- [PASSAGE PROVIDED]:
===============

In a graphic dissent, Justice Sotomayor invited readers to imagine themselves in the shoes of a man Alabama executed Thursday.

WASHINGTON (CN) — Justice Sonia Sotomayor lambasted her conservative colleagues for allowing Alabama to move forward with a nitrogen hypoxia execution on Thursday, stating that the experimental method induces psychological terror and violates the mandate against cruel and unusual punishment.

“Take out your phone, go to the clock app and find the stopwatch,” Sotomayor, a Barack Obama appointee, wrote. “Click start.”

Joined by Justices Elena Kagan and Ketanji Brown Jackson, Sotomayor instructed readers to watch the seconds count up on the stopwatch until the four-minute mark.

“Now imagine for that entire time, you are suffocating,” Sotomayor wrote. “You want to breathe; you have to breathe. But you are strapped to a gurney with a mask on your face pumping your lungs with nitrogen gas. Your mind knows that the gas will kill you. But your body keeps telling you to breathe.”

===============

Dataset entries
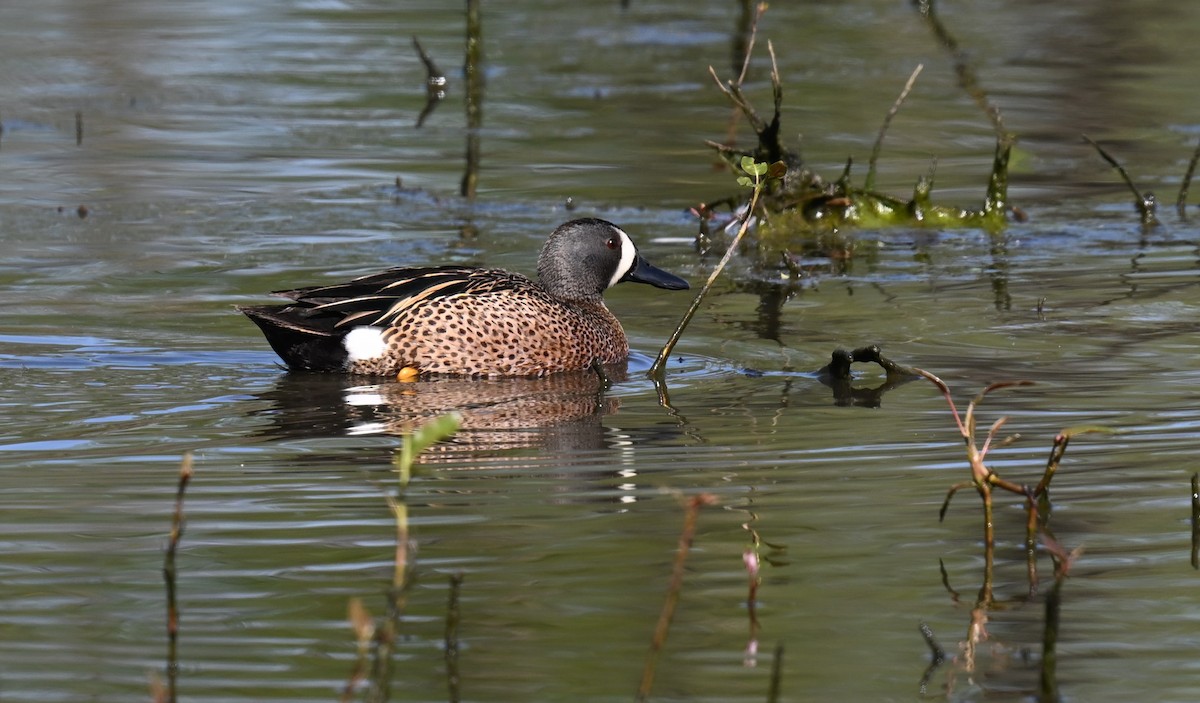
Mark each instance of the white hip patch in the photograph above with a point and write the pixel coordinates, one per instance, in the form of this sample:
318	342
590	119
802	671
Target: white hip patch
365	343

===============

- [EXERCISES]:
A. Quote the article about Justice Sotomayor's dissent from "WASHINGTON (CN) —" up to and including "the four-minute mark.".
B. Extend the article about Justice Sotomayor's dissent, picking up after its final sentence.
These rows have no connection to the article about Justice Sotomayor's dissent.

- [ANSWERS TO EACH TASK]:
A.
WASHINGTON (CN) — Justice Sonia Sotomayor lambasted her conservative colleagues for allowing Alabama to move forward with a nitrogen hypoxia execution on Thursday, stating that the experimental method induces psychological terror and violates the mandate against cruel and unusual punishment.

“Take out your phone, go to the clock app and find the stopwatch,” Sotomayor, a Barack Obama appointee, wrote. “Click start.”

Joined by Justices Elena Kagan and Ketanji Brown Jackson, Sotomayor instructed readers to watch the seconds count up on the stopwatch until the four-minute mark.

B.
The majority of execution stays at the Supreme Court do not elicit public dissents, let alone detailed descriptions of the planned execution. But Sotomayor offered a graphic picture of Alabama’s execution of Anthony Boyd — which the Supreme Court refused to block — to chronicle what she said was a form of cruel and unusual punishment.

“Boyd asks for the barest form of mercy: to die by firing squad, which would kill him in seconds, rather than by a torturous suffocation lasting up to four minutes,” Sotomayor wrote. “The Constitution would grant him that grace. My colleagues do not.”

Boyd was sentenced to death for the 1995 murder of Gregory Huguley, who was burned alive over a $200 debt. Alabama executed Boyd Thursday by nitrogen hypoxia — an execution method that pumps nitrogen into a mask, depriving the inmate of oxygen and suffocating them to death.

Alabama was the first state to use the controversial method in 2024 to execute Kenneth Eugene Smith. Similarly, the Supreme Court refused to stop Smith’s execution from moving forward against the dissent of the three liberal justices.

Then Sotomayor described nitrogen hypoxia executions as experiments on human life. She said now the court knows what will happen.

“For two to four minutes, Boyd will remain conscious while the state of Alabama kills him in this way,” Sotomayor wrote. “When the gas starts flowing, he will immediately convulse. He will gasp for air. And he will thrash violently against the restraints holding him in place as he experiences this intense psychological torment until he finally loses consciousness. Just short of 20 minutes later, Boyd will be declared dead.”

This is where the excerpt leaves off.